===== Data to use
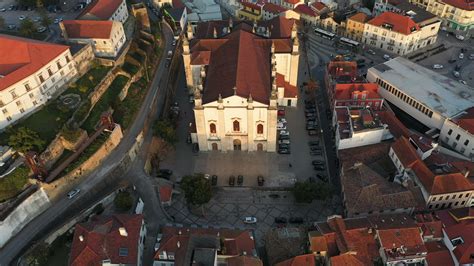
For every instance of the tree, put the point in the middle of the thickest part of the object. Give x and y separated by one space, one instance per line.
165 130
24 139
123 201
197 189
27 28
309 191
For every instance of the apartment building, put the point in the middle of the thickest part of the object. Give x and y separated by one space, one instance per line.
31 73
106 37
399 33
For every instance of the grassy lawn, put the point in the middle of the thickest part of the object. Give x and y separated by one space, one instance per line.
105 102
88 81
127 109
13 183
==========
Write out every line of the material above word for word, leaving the pictures out.

▶ [Full solution]
For every instance of the tree, put the point in the middle of the thickest part of the object. Give x and y separated by one space, one instance per line.
165 130
24 139
123 201
197 189
27 28
309 191
For every instance of the apartment building, put the point in the middle of the thickest part of the object. Give x and y separated by one space, one instance per line.
31 73
106 37
399 33
For every instance of the grassy lawn, put the point in the middle of the thickest part of the object. Give x and y separated by one space, one instance per line.
105 102
88 81
127 109
13 183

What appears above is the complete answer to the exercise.